Reproduce the catmint text below word for word, in full.

Document passage:
= = = = = = =
Catmint, Nepeta x faassenii
I love Catmint, especially the widely grown Nepeta x faassenii, a beautiful deciduous perennial with grey-green leaves and dense spikes of violet-blue flowers. I planted two varieties in our gravel garden last June and they flowered well in their first year. A year on, they are most impressive (as the above photo of our Nepeta ‘Walker’s Low’ shows). The flowers are covered with honeybees, bumblebees and at least two species of solitary bees, while butterflies also visit from time to time.
The plants are also scented, a rather pungent herby smell. You wouldn’t want to use it in cooking, but the scent is reminiscent of other members of its family, the Lamiaceae, such as thyme, lavender and marjoram.
= = = = = = =
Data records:
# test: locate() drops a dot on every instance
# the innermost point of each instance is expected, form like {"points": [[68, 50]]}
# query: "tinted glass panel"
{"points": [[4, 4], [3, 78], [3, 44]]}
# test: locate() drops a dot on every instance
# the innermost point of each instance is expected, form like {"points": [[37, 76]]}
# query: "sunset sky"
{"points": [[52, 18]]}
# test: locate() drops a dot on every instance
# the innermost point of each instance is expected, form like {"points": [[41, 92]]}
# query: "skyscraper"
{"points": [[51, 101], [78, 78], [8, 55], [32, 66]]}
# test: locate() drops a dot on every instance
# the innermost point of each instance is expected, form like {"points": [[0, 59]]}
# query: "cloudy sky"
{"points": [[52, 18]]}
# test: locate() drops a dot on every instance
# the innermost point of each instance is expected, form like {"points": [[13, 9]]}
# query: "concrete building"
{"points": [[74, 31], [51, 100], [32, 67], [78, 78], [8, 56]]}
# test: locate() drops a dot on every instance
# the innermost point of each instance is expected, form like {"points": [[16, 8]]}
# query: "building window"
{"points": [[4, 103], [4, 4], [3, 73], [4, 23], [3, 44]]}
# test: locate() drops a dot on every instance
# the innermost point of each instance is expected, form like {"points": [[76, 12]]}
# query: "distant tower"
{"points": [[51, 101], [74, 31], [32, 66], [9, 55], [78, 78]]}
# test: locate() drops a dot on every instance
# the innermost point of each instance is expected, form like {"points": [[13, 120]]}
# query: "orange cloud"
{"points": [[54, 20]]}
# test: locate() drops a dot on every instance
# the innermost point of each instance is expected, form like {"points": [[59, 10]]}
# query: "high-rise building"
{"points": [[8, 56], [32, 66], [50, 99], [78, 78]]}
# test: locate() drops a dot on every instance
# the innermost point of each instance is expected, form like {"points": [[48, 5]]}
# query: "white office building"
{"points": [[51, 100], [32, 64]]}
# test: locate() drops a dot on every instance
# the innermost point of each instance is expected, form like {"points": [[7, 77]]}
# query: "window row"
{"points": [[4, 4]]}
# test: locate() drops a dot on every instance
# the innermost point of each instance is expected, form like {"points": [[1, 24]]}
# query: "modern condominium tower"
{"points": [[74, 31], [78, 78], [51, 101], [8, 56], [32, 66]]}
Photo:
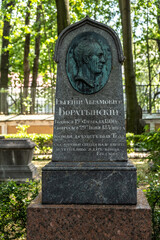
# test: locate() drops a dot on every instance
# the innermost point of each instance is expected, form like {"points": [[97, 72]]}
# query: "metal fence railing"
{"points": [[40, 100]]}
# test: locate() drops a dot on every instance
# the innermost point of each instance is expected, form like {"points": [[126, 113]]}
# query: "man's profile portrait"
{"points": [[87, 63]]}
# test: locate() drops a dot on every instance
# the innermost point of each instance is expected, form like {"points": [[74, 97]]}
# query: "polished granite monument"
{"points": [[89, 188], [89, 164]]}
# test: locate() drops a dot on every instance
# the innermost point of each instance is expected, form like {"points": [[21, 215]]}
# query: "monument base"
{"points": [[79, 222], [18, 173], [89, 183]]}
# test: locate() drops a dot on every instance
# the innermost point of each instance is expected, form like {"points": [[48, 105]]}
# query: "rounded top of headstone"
= = = = = = =
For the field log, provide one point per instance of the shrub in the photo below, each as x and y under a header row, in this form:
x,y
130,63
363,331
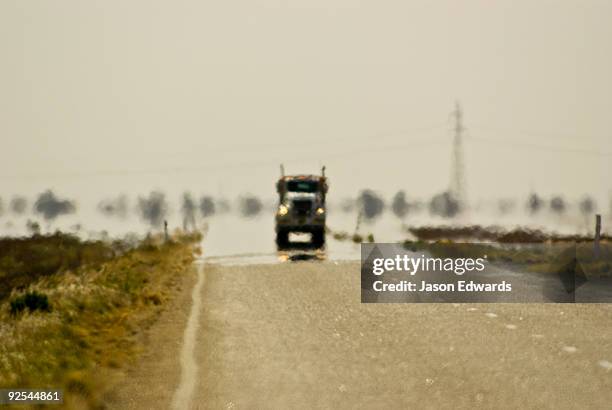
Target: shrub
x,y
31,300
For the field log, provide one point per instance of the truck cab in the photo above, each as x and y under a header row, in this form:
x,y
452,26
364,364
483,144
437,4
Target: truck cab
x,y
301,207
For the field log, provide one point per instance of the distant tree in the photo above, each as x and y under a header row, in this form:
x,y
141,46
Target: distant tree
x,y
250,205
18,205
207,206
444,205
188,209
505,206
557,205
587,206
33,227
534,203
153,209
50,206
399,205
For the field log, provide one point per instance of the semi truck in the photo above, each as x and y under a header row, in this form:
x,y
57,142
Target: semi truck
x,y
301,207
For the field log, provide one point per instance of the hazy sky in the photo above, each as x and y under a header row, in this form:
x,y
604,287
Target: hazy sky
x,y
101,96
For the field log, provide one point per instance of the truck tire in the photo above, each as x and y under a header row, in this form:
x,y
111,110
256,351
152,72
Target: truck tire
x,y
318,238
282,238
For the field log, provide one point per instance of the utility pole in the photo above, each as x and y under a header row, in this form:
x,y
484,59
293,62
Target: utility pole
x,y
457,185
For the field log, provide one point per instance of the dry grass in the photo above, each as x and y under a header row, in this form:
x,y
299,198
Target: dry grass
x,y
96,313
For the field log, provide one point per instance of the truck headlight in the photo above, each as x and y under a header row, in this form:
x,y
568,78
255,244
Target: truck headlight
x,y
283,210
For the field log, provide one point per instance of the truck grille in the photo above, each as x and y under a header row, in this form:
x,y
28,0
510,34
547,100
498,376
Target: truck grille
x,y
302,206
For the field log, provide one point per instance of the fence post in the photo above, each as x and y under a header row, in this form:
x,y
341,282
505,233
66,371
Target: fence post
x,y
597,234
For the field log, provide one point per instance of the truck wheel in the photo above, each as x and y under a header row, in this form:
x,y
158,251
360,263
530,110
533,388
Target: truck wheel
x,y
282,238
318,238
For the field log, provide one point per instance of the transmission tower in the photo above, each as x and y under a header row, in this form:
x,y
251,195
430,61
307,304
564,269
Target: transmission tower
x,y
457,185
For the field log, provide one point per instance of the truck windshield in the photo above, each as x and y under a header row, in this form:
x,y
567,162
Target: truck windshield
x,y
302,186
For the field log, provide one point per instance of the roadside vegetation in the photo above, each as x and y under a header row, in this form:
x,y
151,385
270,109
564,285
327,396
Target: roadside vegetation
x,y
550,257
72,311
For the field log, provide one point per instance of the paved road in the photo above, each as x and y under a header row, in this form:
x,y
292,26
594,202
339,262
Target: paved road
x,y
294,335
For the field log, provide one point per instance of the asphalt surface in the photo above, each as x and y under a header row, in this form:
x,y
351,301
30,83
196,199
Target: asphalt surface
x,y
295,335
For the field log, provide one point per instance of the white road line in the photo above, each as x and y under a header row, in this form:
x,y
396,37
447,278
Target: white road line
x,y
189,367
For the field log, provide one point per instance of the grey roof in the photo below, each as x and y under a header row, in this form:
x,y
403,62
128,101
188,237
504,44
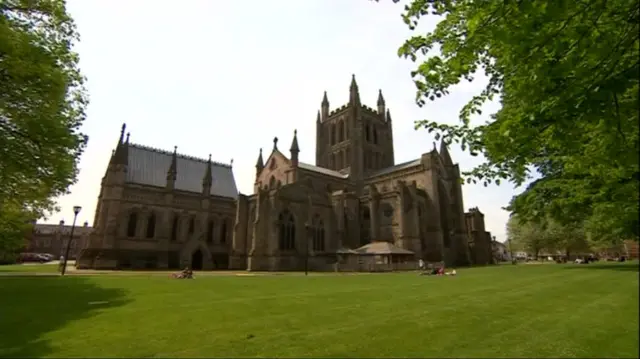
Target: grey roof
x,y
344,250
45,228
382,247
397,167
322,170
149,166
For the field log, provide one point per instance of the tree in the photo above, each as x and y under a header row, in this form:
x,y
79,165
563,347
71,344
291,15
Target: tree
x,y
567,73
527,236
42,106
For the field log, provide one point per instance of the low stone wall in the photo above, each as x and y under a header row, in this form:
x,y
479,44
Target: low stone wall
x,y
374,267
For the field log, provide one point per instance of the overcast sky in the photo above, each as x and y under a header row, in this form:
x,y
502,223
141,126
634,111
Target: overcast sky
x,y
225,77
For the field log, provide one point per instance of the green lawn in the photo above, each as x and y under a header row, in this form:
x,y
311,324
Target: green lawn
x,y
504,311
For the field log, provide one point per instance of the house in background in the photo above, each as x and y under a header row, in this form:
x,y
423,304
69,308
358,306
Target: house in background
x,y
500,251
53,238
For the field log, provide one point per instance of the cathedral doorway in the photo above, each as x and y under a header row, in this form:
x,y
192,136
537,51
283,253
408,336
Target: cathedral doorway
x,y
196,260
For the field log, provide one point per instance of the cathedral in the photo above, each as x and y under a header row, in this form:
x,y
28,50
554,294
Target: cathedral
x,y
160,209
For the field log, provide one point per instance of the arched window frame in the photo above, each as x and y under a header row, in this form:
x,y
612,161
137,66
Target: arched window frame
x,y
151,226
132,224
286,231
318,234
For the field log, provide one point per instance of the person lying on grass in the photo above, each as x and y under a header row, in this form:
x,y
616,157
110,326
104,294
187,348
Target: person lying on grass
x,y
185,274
= = = = = = =
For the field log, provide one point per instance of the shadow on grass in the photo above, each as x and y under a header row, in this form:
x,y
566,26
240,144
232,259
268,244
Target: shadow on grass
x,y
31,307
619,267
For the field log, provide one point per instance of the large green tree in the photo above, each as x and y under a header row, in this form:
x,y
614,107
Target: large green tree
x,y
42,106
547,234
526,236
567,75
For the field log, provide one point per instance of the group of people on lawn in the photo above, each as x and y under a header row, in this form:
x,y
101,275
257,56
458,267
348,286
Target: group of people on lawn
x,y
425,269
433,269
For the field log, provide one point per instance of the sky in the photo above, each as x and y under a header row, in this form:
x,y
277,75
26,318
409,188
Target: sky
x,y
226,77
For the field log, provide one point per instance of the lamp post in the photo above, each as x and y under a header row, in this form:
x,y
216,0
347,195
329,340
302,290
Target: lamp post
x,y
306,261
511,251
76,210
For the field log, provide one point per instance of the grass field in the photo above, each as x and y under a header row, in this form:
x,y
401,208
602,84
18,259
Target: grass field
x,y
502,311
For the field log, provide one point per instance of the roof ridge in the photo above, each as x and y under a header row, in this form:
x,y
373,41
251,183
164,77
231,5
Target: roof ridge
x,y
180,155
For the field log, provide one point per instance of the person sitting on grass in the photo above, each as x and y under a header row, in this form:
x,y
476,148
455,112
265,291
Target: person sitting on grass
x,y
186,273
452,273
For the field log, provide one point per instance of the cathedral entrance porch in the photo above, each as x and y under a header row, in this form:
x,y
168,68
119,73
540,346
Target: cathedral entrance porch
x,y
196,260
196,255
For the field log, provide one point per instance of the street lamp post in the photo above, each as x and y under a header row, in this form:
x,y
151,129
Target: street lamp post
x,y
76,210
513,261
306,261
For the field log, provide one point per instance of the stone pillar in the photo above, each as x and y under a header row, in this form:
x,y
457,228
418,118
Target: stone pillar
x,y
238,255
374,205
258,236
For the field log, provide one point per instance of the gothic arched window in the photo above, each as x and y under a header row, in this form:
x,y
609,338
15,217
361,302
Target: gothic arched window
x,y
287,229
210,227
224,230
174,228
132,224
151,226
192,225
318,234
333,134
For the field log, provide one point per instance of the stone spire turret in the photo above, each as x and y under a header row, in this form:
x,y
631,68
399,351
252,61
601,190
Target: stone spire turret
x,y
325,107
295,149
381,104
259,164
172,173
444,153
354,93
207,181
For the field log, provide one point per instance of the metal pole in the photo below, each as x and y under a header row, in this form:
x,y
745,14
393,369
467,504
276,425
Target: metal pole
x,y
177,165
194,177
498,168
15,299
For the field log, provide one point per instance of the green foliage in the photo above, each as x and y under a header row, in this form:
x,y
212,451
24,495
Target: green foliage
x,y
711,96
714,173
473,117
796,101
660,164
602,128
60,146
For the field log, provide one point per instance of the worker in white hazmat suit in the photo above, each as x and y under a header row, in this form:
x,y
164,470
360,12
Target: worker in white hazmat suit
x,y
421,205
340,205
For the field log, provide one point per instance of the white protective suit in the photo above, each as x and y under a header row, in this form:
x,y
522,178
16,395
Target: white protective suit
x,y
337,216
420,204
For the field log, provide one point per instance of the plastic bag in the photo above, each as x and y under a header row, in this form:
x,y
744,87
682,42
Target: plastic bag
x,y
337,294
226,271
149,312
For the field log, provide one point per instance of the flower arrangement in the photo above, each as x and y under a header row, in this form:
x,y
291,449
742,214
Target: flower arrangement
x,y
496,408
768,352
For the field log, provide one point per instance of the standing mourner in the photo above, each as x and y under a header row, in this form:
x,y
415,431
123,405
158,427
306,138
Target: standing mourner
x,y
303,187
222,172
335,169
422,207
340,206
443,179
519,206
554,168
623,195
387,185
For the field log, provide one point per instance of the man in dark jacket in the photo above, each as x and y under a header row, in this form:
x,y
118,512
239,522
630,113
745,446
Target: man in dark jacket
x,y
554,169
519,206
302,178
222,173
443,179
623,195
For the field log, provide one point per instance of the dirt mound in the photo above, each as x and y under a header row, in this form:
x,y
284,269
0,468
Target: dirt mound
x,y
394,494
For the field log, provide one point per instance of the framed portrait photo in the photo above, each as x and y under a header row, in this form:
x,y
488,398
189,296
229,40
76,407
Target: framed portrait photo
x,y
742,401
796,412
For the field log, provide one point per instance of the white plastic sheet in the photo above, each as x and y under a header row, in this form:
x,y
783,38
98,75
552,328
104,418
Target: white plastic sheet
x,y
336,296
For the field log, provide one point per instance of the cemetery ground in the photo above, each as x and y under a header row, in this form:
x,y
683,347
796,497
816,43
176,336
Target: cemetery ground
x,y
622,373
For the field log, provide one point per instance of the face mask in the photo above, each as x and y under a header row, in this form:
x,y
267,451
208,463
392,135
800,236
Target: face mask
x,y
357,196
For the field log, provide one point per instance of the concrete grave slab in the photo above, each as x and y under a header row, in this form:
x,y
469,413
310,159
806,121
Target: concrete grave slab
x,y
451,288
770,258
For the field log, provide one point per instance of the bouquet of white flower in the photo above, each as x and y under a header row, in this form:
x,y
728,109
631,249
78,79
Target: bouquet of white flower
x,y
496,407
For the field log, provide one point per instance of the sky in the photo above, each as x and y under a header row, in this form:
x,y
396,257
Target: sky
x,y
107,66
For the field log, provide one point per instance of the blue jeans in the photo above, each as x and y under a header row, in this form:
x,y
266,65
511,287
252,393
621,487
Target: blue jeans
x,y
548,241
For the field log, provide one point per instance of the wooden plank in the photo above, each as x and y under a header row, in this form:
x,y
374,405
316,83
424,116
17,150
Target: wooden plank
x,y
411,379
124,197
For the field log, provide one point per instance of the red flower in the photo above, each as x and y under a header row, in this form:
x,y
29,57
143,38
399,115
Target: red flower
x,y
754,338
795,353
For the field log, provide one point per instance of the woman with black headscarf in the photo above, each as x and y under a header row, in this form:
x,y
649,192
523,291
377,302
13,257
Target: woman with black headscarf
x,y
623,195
= = = = = = =
Exercise result:
Catmint, Nepeta x faassenii
I love Catmint, especially the widely grown Nepeta x faassenii, a beautiful deciduous perennial with grey-green leaves and dense spikes of violet-blue flowers. I planted two varieties in our gravel garden last June and they flowered well in their first year. A year on, they are most impressive (as the above photo of our Nepeta ‘Walker’s Low’ shows). The flowers are covered with honeybees, bumblebees and at least two species of solitary bees, while butterflies also visit from time to time.
The plants are also scented, a rather pungent herby smell. You wouldn’t want to use it in cooking, but the scent is reminiscent of other members of its family, the Lamiaceae, such as thyme, lavender and marjoram.